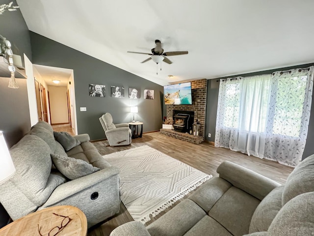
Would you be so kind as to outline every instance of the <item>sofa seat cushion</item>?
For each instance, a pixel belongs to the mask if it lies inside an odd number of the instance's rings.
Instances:
[[[249,233],[252,217],[261,203],[257,198],[232,187],[219,199],[208,214],[235,236]]]
[[[314,154],[303,160],[289,175],[283,193],[282,206],[302,193],[314,191]]]
[[[208,212],[232,186],[223,178],[213,177],[203,183],[188,198]]]
[[[102,170],[111,166],[103,158],[94,145],[89,142],[82,143],[66,153],[68,156],[85,161]]]
[[[182,236],[205,215],[206,213],[197,204],[185,199],[146,229],[151,236]]]
[[[233,236],[212,218],[206,215],[189,230],[184,236],[206,235],[208,236]]]
[[[70,179],[75,179],[100,170],[86,161],[78,159],[51,154],[57,169]]]
[[[53,131],[53,135],[55,140],[62,146],[66,151],[68,151],[80,144],[80,142],[67,132]]]
[[[44,204],[52,189],[62,183],[62,180],[56,180],[50,177],[51,152],[45,141],[29,134],[24,136],[10,150],[16,169],[11,180],[37,206]]]
[[[267,231],[281,209],[284,185],[274,189],[257,206],[250,224],[250,233]]]

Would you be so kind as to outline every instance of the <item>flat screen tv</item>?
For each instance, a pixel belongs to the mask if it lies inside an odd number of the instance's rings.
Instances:
[[[191,82],[163,87],[165,105],[192,105]]]

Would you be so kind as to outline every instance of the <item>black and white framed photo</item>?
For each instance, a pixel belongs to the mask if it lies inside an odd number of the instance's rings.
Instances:
[[[154,99],[154,90],[145,89],[144,90],[144,99]]]
[[[105,97],[106,95],[106,86],[89,84],[89,96]]]
[[[129,97],[130,98],[139,98],[141,97],[141,93],[139,90],[134,88],[129,88]]]
[[[124,97],[124,88],[121,86],[111,86],[112,97]]]

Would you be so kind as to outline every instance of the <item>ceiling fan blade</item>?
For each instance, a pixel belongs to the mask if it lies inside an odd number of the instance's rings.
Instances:
[[[163,57],[163,61],[168,64],[172,64],[172,61],[168,59],[166,57]]]
[[[144,62],[146,62],[146,61],[148,61],[149,60],[151,60],[152,59],[152,58],[148,58],[147,59],[146,59],[146,60],[144,60],[143,61],[142,61],[141,63],[144,63]]]
[[[188,52],[187,51],[180,51],[177,52],[166,52],[162,54],[162,56],[177,56],[177,55],[183,55],[184,54],[187,54]]]
[[[152,54],[151,53],[138,53],[137,52],[130,52],[130,51],[128,51],[128,53],[137,53],[138,54],[145,54],[145,55],[150,55],[150,56],[152,56],[153,54]]]

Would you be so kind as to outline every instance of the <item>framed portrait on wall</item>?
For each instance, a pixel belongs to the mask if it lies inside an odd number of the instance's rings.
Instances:
[[[124,97],[124,88],[121,86],[111,86],[112,97]]]
[[[144,90],[144,99],[154,99],[154,90],[145,89]]]
[[[89,89],[90,97],[105,97],[106,95],[105,85],[90,84]]]
[[[134,88],[129,88],[129,97],[130,98],[139,98],[141,97],[141,93],[139,89]]]

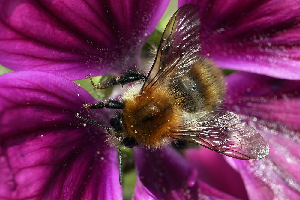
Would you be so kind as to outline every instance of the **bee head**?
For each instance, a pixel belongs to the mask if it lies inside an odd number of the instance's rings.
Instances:
[[[117,145],[124,145],[127,148],[132,148],[137,145],[135,140],[124,136],[125,134],[122,134],[124,131],[122,115],[121,114],[118,114],[111,118],[110,125],[111,127],[110,129],[110,133],[112,136],[118,139]]]

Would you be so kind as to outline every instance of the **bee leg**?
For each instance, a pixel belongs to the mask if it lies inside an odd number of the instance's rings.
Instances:
[[[122,102],[112,100],[106,101],[100,101],[93,104],[83,104],[83,107],[87,109],[100,109],[104,108],[122,109],[123,106],[123,103]]]
[[[94,83],[90,74],[87,75],[86,77],[88,77],[89,78],[92,85],[96,89],[103,90],[116,85],[123,85],[140,80],[144,80],[146,75],[128,70],[121,73],[118,76],[112,77],[103,82],[99,83],[98,85],[95,85]]]
[[[75,116],[77,117],[77,118],[81,119],[82,120],[84,121],[87,122],[88,122],[89,123],[90,123],[91,124],[94,124],[94,125],[96,125],[97,126],[100,127],[100,128],[104,128],[104,129],[106,130],[109,133],[110,133],[110,129],[108,127],[106,127],[106,126],[104,126],[103,125],[101,125],[100,124],[98,124],[95,121],[92,121],[88,119],[87,119],[86,118],[85,118],[84,117],[82,117],[81,116],[79,116],[78,115],[76,115]]]
[[[119,181],[120,184],[122,186],[122,177],[123,176],[123,166],[122,163],[122,151],[117,147],[117,150],[119,155]]]

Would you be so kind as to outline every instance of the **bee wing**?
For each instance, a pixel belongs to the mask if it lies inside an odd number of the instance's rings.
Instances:
[[[194,5],[181,7],[163,34],[153,65],[141,92],[184,76],[199,58],[200,20]]]
[[[241,122],[237,114],[222,111],[200,115],[200,119],[172,130],[171,137],[244,160],[260,159],[269,153],[269,145],[260,133]]]

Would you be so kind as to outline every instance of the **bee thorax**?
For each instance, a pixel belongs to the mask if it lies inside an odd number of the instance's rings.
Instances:
[[[169,143],[171,130],[182,122],[182,110],[167,88],[141,94],[124,102],[124,130],[142,146],[160,148]]]

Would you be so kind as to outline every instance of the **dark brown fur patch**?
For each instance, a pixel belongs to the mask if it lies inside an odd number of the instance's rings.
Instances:
[[[126,136],[147,147],[166,144],[170,130],[182,125],[184,119],[174,95],[161,86],[126,101],[122,118]]]

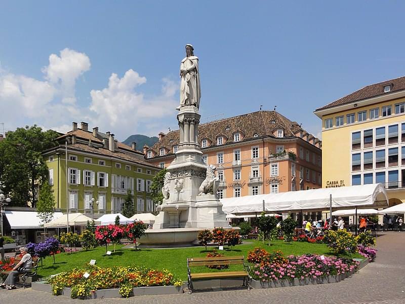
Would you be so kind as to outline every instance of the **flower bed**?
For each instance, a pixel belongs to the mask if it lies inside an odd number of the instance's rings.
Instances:
[[[88,278],[84,275],[87,273]],[[148,286],[180,287],[183,282],[175,278],[168,271],[158,271],[132,267],[102,268],[86,265],[63,272],[50,278],[49,282],[55,295],[66,294],[66,288],[70,289],[73,298],[92,297],[97,290],[119,288],[122,296],[128,297],[134,294],[134,288]]]

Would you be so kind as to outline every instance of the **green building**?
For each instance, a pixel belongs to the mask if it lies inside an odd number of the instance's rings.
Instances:
[[[43,153],[55,208],[65,213],[67,203],[69,213],[97,218],[120,212],[130,191],[136,213],[154,211],[150,186],[159,168],[143,160],[143,153],[136,150],[135,143],[130,147],[119,142],[113,134],[101,133],[98,127],[89,131],[87,123],[81,123],[80,127],[73,122],[72,130],[58,138],[59,145]]]

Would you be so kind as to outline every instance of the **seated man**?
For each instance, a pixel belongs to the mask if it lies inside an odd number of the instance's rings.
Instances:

______

__WHAT YOU HAVE TO DO__
Pick out each line of the records above that contains the string "item", and copy those lines in full.

__FULL OUTPUT__
Would you be so kind as to outline every instance of the <item>sofa seat cushion</item>?
Would you be so kind as to outline every instance of the <item>flat screen tv</item>?
Would you be so kind as to outline every instance of the <item>black and white framed photo</item>?
Would you be so kind as to outline every instance of the <item>ceiling fan blade</item>?
Would you be so kind as to outline every instance of the <item>framed portrait on wall</item>?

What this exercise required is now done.